◆ **TASK DESCRIPTION**
Set down, without alteration, the lines from the one that contains "Note: point at the rock" through the final line of the material below.

======== SOURCE MATERIAL

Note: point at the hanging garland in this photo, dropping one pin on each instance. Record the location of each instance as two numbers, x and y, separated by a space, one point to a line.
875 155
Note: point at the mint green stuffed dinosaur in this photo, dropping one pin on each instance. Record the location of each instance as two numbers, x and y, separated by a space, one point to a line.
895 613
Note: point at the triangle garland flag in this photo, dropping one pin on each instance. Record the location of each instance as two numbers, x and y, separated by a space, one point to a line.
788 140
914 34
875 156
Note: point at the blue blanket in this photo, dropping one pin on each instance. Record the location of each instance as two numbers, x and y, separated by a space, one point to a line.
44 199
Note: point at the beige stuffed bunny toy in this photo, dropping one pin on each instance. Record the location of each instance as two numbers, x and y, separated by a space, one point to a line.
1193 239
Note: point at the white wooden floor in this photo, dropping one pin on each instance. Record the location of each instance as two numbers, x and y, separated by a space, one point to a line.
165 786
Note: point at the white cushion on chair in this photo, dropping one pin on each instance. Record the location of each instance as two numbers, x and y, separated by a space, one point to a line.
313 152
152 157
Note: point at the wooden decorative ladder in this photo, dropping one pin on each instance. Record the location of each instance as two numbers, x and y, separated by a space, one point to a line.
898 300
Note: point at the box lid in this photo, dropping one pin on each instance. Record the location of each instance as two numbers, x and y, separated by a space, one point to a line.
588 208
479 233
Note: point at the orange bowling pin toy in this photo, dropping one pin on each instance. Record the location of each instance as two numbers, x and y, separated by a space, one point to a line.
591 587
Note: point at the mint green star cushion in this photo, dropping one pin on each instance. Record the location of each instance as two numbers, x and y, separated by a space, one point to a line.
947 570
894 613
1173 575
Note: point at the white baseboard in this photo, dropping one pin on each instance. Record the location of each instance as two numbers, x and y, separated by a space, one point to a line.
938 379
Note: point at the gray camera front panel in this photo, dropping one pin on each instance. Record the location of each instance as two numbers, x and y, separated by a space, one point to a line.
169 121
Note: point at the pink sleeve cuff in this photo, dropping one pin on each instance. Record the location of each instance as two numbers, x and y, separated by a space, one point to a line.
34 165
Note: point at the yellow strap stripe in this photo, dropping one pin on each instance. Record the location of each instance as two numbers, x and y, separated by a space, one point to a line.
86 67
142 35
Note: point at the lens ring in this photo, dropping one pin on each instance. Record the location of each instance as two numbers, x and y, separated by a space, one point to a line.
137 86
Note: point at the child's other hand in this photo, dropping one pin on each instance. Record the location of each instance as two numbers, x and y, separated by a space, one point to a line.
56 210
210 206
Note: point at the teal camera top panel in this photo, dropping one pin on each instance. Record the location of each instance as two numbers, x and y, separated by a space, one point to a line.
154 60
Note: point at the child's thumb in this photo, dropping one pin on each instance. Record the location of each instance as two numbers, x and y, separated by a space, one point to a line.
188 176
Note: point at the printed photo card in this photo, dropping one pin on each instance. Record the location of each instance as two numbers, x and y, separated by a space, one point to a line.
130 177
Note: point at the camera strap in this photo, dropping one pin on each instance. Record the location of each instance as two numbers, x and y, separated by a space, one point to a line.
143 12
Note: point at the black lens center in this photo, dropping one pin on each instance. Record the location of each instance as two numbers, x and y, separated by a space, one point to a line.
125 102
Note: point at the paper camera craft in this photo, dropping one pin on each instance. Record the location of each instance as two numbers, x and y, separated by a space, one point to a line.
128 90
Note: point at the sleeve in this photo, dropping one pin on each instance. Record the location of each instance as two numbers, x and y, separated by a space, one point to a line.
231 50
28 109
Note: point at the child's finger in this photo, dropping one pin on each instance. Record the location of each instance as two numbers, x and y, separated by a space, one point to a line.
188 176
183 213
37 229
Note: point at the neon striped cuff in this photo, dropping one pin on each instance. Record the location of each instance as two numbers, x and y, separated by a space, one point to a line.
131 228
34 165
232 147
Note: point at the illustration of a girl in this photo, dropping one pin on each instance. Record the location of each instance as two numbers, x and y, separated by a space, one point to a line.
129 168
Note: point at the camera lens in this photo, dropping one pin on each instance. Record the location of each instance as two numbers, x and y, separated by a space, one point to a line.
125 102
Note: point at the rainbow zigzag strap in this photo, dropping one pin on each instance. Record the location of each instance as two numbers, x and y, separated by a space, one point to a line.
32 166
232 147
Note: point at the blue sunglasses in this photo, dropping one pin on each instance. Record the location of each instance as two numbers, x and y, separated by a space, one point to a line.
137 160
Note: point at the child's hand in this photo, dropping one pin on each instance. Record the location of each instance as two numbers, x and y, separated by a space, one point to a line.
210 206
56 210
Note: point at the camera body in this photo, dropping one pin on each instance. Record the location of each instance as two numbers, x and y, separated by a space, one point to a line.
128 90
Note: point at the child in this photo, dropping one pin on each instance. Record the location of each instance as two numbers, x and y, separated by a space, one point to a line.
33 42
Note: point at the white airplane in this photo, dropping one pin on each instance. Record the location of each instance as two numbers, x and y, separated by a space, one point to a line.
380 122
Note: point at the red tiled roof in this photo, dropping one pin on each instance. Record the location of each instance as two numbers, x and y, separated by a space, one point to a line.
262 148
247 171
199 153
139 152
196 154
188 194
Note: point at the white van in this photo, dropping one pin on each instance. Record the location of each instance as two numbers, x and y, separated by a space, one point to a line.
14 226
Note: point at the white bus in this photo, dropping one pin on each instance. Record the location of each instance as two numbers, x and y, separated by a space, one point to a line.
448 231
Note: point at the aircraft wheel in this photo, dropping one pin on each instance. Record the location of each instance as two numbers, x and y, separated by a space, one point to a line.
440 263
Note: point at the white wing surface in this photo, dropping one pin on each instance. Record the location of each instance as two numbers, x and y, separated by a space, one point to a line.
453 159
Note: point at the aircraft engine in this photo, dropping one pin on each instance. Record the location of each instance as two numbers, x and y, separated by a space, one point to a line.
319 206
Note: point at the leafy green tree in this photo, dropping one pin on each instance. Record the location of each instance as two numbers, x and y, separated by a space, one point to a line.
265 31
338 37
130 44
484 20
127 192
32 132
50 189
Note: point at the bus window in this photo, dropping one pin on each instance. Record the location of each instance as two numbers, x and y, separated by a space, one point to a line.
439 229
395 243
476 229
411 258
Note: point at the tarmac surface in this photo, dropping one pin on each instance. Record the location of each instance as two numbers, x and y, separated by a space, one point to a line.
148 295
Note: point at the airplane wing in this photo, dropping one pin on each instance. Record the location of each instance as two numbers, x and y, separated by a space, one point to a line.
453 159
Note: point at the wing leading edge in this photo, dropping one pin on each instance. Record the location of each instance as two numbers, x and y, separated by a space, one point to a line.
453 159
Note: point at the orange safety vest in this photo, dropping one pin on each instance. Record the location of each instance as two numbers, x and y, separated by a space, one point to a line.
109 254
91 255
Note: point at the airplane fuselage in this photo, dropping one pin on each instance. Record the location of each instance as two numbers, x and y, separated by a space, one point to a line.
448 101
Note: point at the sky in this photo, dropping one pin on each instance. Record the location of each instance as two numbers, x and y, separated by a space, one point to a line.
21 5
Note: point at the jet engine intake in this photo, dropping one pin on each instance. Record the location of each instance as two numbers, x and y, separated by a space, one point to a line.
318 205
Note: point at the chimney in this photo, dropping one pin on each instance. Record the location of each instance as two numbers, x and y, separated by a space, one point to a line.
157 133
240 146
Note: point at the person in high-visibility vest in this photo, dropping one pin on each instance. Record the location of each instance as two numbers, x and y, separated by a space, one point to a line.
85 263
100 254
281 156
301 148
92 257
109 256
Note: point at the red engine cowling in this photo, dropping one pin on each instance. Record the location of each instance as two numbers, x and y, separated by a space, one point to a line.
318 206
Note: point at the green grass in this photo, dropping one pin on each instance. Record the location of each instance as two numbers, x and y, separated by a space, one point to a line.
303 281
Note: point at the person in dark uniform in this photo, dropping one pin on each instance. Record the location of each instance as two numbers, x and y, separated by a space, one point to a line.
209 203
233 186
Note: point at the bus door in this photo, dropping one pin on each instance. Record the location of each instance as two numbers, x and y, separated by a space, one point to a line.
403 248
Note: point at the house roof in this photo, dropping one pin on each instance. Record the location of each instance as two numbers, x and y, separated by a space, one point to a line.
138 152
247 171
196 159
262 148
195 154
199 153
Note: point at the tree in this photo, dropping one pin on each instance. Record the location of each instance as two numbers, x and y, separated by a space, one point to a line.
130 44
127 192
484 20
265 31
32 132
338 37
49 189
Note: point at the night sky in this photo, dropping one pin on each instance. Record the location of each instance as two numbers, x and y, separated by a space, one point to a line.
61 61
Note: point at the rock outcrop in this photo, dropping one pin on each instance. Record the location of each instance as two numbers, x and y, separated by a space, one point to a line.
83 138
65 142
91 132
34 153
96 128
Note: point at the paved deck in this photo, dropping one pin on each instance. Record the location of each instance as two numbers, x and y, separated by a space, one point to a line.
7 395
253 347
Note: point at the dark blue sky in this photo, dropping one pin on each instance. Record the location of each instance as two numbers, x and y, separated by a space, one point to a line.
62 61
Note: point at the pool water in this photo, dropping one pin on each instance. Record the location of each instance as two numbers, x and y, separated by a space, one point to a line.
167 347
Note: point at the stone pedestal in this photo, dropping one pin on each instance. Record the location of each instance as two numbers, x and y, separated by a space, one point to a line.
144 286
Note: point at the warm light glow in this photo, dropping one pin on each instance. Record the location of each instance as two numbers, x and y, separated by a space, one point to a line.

================

◆ **REPLY TO THE TASK**
Note: point at the rock outcrop in this photo, dropping one pin on each instance. Record the location of each instance as two numbers, x and y, separated by a space, one point to a line.
83 138
65 142
91 132
34 153
96 128
Note: point at the paved deck in this photo, dropping one pin on each instance. Record the location of each instance as two numbers, x and y, separated by a space, one point to a line.
7 395
253 347
Note: point at the dark blue sky in this photo, dropping one pin on each instance. Record the location of each instance as two numbers, x and y, separated by a space, one point to a line.
62 61
Note: point at the pool water in this photo, dropping one pin on each instance. Record the location of each instance as two numbers, x and y, separated by a space, one point to a line.
167 347
Note: point at the stone pedestal in this photo, dropping one pin on each instance. Record the location of each instance as two numbers, x and y, separated by a space, one point to a line.
144 286
Note: point at the warm light glow in this photo, dropping one pin on each instance. Record the location of each instance as two numbers, x and y, separated by a space, one point to a line.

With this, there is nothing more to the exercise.